Write the entries as a JSON list of strings with one string per line, omitting blank lines. Begin with the line containing "target | student walking" and continue through the last line of the entries.

Photo object pointing entries:
───

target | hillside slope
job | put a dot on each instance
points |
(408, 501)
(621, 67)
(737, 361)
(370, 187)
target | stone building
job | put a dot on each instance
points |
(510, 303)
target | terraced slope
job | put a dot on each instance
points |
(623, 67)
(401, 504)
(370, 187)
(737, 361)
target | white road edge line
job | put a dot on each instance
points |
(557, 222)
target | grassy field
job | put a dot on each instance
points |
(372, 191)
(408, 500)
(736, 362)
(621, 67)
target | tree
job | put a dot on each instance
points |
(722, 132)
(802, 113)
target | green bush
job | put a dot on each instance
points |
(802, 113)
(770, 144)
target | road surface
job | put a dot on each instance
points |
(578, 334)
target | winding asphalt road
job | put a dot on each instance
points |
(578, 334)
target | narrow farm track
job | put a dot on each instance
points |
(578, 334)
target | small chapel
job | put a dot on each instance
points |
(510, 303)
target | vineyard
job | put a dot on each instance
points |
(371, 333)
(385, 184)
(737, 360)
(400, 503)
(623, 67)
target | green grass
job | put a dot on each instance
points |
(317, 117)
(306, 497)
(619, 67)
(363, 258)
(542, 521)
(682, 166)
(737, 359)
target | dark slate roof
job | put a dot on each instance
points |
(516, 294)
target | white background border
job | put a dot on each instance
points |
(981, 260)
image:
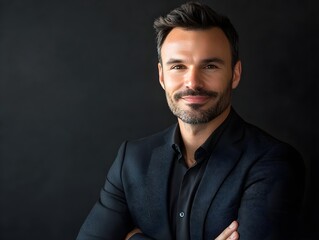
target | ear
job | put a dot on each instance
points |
(236, 74)
(160, 75)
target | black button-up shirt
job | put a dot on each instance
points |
(184, 181)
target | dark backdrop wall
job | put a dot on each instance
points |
(79, 77)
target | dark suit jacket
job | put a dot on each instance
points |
(250, 176)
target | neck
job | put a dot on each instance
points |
(194, 135)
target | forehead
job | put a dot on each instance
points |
(206, 43)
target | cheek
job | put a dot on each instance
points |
(172, 83)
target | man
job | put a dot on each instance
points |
(211, 169)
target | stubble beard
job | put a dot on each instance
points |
(194, 114)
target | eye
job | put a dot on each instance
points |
(178, 67)
(211, 66)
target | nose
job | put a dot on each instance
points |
(193, 79)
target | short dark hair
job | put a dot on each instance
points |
(195, 15)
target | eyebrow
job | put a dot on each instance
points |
(204, 61)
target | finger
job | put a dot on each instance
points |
(130, 234)
(230, 232)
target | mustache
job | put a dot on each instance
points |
(196, 92)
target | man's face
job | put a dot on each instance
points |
(196, 73)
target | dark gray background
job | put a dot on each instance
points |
(80, 77)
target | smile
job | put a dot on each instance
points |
(198, 99)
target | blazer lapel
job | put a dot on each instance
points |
(157, 190)
(223, 159)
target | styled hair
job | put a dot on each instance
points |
(195, 16)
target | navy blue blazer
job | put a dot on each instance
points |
(251, 177)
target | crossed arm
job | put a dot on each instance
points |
(230, 233)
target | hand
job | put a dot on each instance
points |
(131, 233)
(230, 233)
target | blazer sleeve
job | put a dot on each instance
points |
(273, 194)
(110, 217)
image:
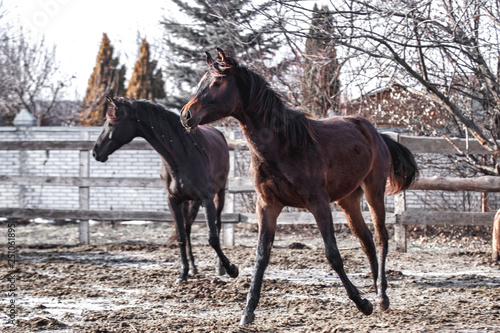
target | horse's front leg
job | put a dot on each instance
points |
(190, 211)
(213, 238)
(266, 215)
(176, 209)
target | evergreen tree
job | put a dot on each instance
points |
(234, 25)
(106, 79)
(145, 83)
(320, 85)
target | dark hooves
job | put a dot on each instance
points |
(234, 272)
(366, 307)
(181, 280)
(221, 269)
(384, 303)
(247, 318)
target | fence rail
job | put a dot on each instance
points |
(401, 217)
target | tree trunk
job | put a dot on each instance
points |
(496, 238)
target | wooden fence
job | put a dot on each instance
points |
(401, 217)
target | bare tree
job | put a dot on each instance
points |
(446, 51)
(29, 77)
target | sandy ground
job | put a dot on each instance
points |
(126, 282)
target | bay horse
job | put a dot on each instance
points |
(300, 162)
(194, 167)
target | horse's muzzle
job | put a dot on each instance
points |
(98, 157)
(188, 121)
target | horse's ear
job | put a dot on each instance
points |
(210, 60)
(111, 102)
(221, 56)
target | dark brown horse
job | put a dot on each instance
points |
(300, 162)
(194, 169)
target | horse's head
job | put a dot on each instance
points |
(118, 130)
(217, 96)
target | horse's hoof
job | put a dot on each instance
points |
(247, 318)
(366, 307)
(235, 271)
(181, 279)
(222, 270)
(384, 303)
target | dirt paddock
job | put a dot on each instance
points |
(126, 282)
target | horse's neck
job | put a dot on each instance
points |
(264, 143)
(168, 144)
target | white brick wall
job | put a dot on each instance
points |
(128, 163)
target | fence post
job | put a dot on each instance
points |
(399, 227)
(228, 228)
(495, 254)
(84, 192)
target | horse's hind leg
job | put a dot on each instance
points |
(374, 193)
(219, 201)
(351, 206)
(213, 238)
(321, 210)
(190, 209)
(266, 215)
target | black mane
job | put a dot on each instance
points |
(165, 124)
(292, 125)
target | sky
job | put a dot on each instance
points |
(75, 27)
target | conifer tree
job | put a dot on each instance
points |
(106, 79)
(234, 25)
(145, 83)
(320, 85)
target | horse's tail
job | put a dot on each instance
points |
(404, 169)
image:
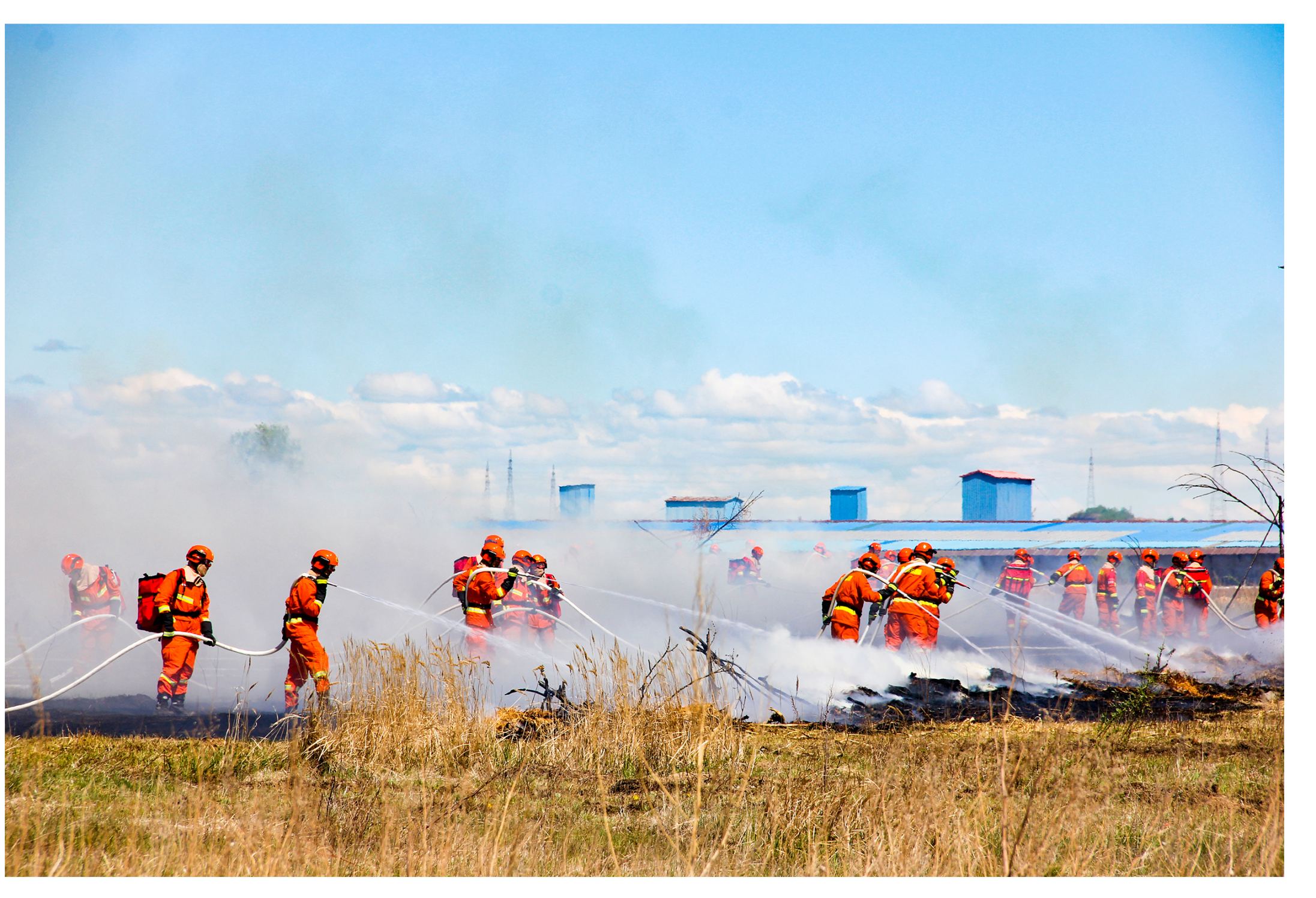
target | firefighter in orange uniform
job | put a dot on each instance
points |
(482, 591)
(1147, 585)
(1077, 577)
(1199, 590)
(1017, 583)
(1270, 595)
(517, 603)
(92, 591)
(912, 601)
(307, 657)
(844, 601)
(1174, 623)
(183, 606)
(1108, 594)
(547, 595)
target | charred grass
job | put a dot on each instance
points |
(410, 777)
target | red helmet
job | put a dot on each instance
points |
(70, 564)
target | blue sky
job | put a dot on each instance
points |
(1087, 219)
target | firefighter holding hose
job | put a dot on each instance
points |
(307, 657)
(182, 606)
(92, 591)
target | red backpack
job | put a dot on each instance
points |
(148, 590)
(465, 562)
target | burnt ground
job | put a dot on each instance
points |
(134, 716)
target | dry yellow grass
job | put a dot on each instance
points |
(410, 777)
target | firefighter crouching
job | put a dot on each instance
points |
(483, 591)
(307, 657)
(844, 600)
(914, 598)
(1077, 577)
(1270, 597)
(1108, 594)
(547, 595)
(1017, 583)
(92, 591)
(183, 606)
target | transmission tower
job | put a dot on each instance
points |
(1218, 502)
(1092, 481)
(553, 494)
(509, 511)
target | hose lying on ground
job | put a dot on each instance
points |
(64, 630)
(125, 651)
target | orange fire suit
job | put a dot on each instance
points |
(1144, 604)
(483, 591)
(1077, 577)
(1017, 582)
(94, 591)
(1108, 598)
(916, 618)
(1198, 593)
(1270, 600)
(547, 595)
(850, 593)
(183, 594)
(307, 657)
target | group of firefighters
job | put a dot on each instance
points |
(526, 602)
(914, 589)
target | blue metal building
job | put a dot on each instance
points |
(577, 501)
(997, 495)
(702, 507)
(850, 504)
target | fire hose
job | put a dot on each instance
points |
(58, 633)
(125, 651)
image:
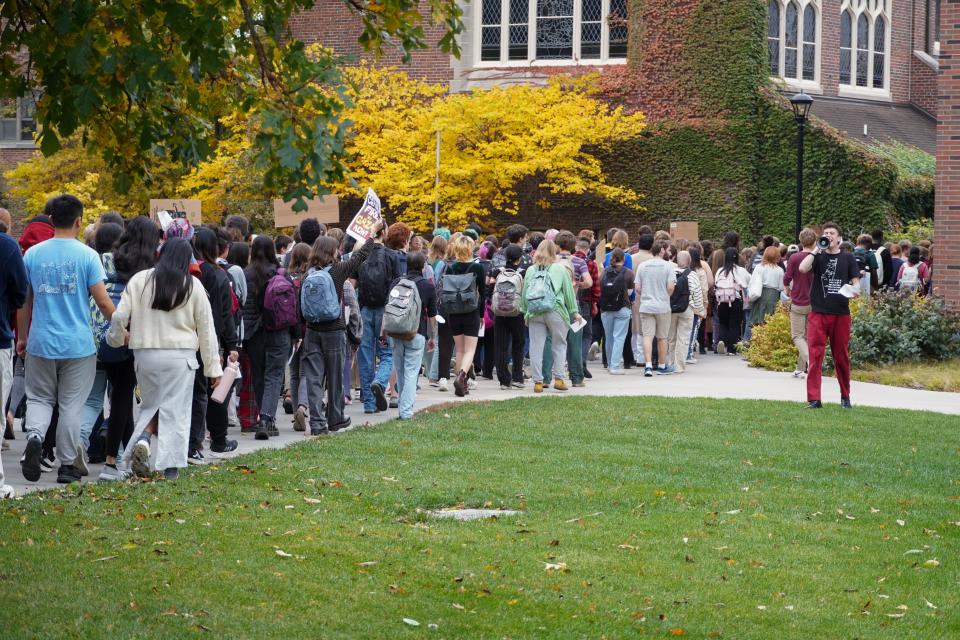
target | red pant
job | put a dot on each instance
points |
(820, 327)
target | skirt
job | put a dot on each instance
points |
(166, 378)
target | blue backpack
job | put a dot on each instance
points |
(106, 353)
(318, 297)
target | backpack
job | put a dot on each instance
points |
(401, 315)
(506, 294)
(458, 292)
(280, 303)
(106, 353)
(680, 298)
(910, 280)
(539, 293)
(726, 289)
(318, 297)
(375, 276)
(613, 295)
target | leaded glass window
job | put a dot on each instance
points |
(563, 30)
(846, 45)
(879, 49)
(863, 50)
(773, 36)
(490, 29)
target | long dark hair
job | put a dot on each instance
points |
(263, 262)
(137, 248)
(205, 245)
(172, 282)
(731, 259)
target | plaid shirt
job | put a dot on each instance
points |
(592, 295)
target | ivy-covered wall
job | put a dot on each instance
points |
(721, 148)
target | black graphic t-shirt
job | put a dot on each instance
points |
(830, 272)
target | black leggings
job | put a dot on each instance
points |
(508, 334)
(122, 379)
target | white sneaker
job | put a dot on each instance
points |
(140, 459)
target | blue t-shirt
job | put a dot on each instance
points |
(61, 273)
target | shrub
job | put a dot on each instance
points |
(897, 326)
(771, 344)
(890, 327)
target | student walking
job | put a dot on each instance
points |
(164, 316)
(547, 304)
(55, 339)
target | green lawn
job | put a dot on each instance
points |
(704, 518)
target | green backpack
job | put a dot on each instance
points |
(539, 293)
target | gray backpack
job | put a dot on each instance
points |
(458, 292)
(401, 314)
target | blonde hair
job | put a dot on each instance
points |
(771, 256)
(462, 248)
(546, 253)
(620, 240)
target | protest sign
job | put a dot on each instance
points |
(325, 210)
(177, 208)
(363, 224)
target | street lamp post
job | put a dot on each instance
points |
(801, 108)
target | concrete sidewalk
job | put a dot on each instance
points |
(714, 377)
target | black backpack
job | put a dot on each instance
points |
(375, 276)
(613, 295)
(680, 298)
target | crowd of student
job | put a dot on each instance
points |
(155, 313)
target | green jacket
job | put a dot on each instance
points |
(562, 285)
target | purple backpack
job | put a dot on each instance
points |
(280, 303)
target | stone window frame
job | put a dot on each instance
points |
(873, 10)
(19, 120)
(531, 59)
(798, 83)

───

> _Response to this exercise_:
[
  "target | student walking",
  "job | put a dot on each instance",
  "points |",
  "(164, 316)",
  "(547, 304)",
  "(55, 339)",
  "target | green lawn",
  "job | put a dot on each instance",
  "points |",
  "(704, 518)",
  "target | green backpack",
  "job | put a dot on each instance",
  "points |",
  "(539, 293)",
  "target | gray backpack",
  "job | put a dot on each instance",
  "points |",
  "(458, 292)",
  "(401, 314)",
  "target | blonde hair",
  "job | put a dot on each instance",
  "points |",
  "(771, 256)",
  "(462, 248)",
  "(546, 253)",
  "(620, 240)",
  "target | protest sign",
  "job | put a dot on each instance",
  "points |",
  "(325, 210)",
  "(177, 208)",
  "(363, 224)",
  "target | street lamp post",
  "job | put a dot on each instance",
  "points |",
  "(801, 108)",
  "target | concrete sidewalk",
  "job | put a dot on each instance",
  "points |",
  "(714, 377)",
  "target | black backpack",
  "job | put a dot on each instance",
  "points |",
  "(375, 276)",
  "(613, 295)",
  "(680, 298)",
  "target | crowd of student",
  "job | put a dot on each instance",
  "points |",
  "(155, 313)",
  "target | green jacket",
  "job | put a dot on each instance",
  "points |",
  "(562, 285)",
  "target | purple backpack",
  "job | put a dot on each instance",
  "points |",
  "(280, 303)",
  "target | stone window frame",
  "job | put a dot on each instance",
  "points |",
  "(873, 10)",
  "(19, 120)",
  "(531, 59)",
  "(798, 83)"
]